◆ THE TASK
Return every line of the source records below verbatim, but omit the pictures.

Source records
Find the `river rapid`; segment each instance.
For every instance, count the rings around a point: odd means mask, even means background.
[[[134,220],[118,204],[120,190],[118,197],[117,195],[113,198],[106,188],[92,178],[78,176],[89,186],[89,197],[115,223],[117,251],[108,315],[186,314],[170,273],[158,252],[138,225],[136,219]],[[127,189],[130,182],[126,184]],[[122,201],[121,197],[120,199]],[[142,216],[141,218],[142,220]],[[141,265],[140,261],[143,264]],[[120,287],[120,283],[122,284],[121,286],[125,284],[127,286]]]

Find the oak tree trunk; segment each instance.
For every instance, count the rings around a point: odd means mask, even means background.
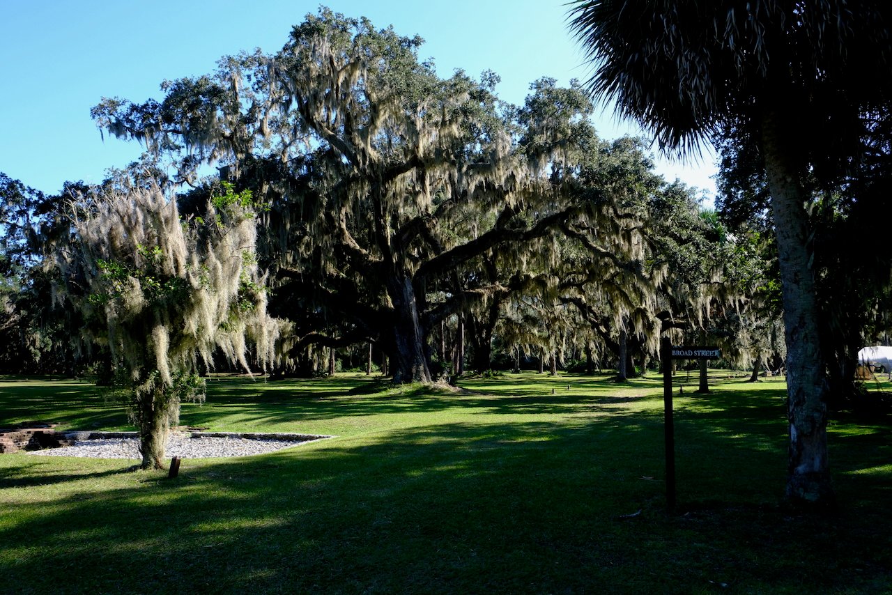
[[[143,457],[140,468],[163,469],[170,426],[170,396],[159,386],[143,393],[136,403],[136,427],[139,430],[139,452]]]
[[[393,382],[431,382],[431,372],[425,356],[425,333],[421,327],[417,302],[412,282],[408,277],[388,284],[393,303],[393,352],[391,368]]]

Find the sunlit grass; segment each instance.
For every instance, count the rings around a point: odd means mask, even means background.
[[[673,388],[673,515],[655,374],[524,372],[460,390],[217,376],[184,425],[338,437],[185,460],[176,480],[120,460],[0,456],[0,592],[892,588],[885,422],[833,423],[839,511],[803,514],[781,503],[783,379],[711,376],[710,394],[686,376]],[[0,383],[11,422],[126,429],[117,407],[80,383]]]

◆ EXERCISE RESULT
Find the `river rapid`; segment each instance.
For every instance, count the rings around a point: odd means mask, even means background.
[[[134,220],[118,204],[120,190],[118,197],[117,195],[113,198],[106,188],[92,178],[78,176],[89,186],[89,197],[115,223],[117,251],[108,315],[186,314],[170,273],[158,252],[138,225],[136,219]],[[127,189],[130,182],[126,184]],[[122,201],[121,197],[120,199]],[[142,216],[141,218],[142,220]],[[141,265],[140,261],[143,264]],[[120,287],[120,283],[122,284],[121,286],[125,284],[127,286]]]

Find the oak tree trunk; segment each instance.
For every instance, count the rings around a point: odd means mask, even means background.
[[[143,457],[140,468],[163,469],[170,426],[170,396],[159,386],[143,393],[136,403],[136,427],[139,430],[139,452]]]
[[[393,382],[431,382],[431,372],[425,356],[425,333],[421,327],[417,302],[412,282],[408,277],[388,284],[393,303],[393,352],[391,368]]]

Find the sunlit grass; segment each instance.
For every instance, count the rings around a point: odd means mask, even means background.
[[[673,388],[673,515],[655,374],[524,372],[460,390],[217,376],[184,425],[338,437],[185,460],[176,480],[120,460],[0,456],[0,592],[892,588],[885,422],[833,423],[839,511],[803,514],[781,503],[783,379],[711,376],[710,394],[686,376]],[[0,383],[11,422],[126,429],[117,407],[80,383]]]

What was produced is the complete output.